Document:
------------------------------------------------

Hugo Hacker News

Kubelet spends 20% time in GC in most environments where it runs

nonameiguess 2021-08-17 17:57:50 +0000 UTC [ - ]

This doesn't seem corroborated just from that chart. runtime.systemstack() is one of the calls that allows code to switch from the user stack to the system stack, so that non-preemptible (by the goroutine scheduler) code can run, but this doesn't only include garbage collection. It includes all system calls. The kubelet works by synchronizing node state with the definition retrieved from the apiserver across the network, so I would expect it spends a lot of time making system calls just to read from and write to whatever port and/or socket it uses to do that.

klysm 2021-08-17 17:39:00 +0000 UTC [ - ]

I’m still convinced GC is not a good idea as the single memory model for a language. It is possible to know about memory behavior at compile time and not pay at runtime for it in latency.

jayd16 2021-08-17 17:57:23 +0000 UTC [ - ]

You need to lean into a fully managed model if you want to support things like compaction, no? (Speaking generally. I don't think Go supports compaction.)

You can still squeeze out some tricks though. Span<T> in C# seems to be pretty successful.

uluyol 2021-08-17 17:57:11 +0000 UTC [ - ]

Go will allocate some things on the stack by performing escape analysis. That can be improved, but it's incorrect to say that GC is the only way to manage memory in Go.

------------------------------------------------

[Point placement records]
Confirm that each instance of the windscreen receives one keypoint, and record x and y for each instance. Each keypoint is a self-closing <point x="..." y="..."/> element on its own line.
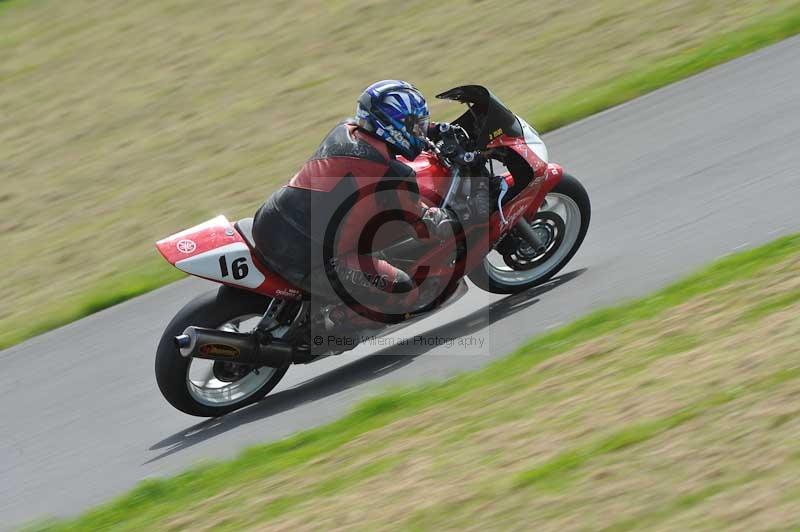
<point x="487" y="117"/>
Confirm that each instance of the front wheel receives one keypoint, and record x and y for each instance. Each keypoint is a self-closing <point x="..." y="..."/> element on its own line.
<point x="561" y="222"/>
<point x="207" y="388"/>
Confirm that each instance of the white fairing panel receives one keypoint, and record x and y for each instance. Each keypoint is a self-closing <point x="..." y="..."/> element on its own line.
<point x="534" y="141"/>
<point x="230" y="264"/>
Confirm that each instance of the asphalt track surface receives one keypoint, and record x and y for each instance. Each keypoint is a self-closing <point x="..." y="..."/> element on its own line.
<point x="677" y="178"/>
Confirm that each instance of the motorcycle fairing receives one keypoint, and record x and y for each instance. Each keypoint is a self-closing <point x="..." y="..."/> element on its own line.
<point x="216" y="251"/>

------------------------------------------------

Challenges:
1/ List the usernames of everyone who posted a comment in the Hacker News thread.
2/ Duplicate the Hacker News thread's text between "jayd16 2021-08-17 17:57:23" and "Go supports compaction.)", inclusive.

The responses:
1/ nonameiguess, klysm, jayd16, uluyol

2/
jayd16 2021-08-17 17:57:23 +0000 UTC [ - ]

You need to lean into a fully managed model if you want to support things like compaction, no? (Speaking generally. I don't think Go supports compaction.)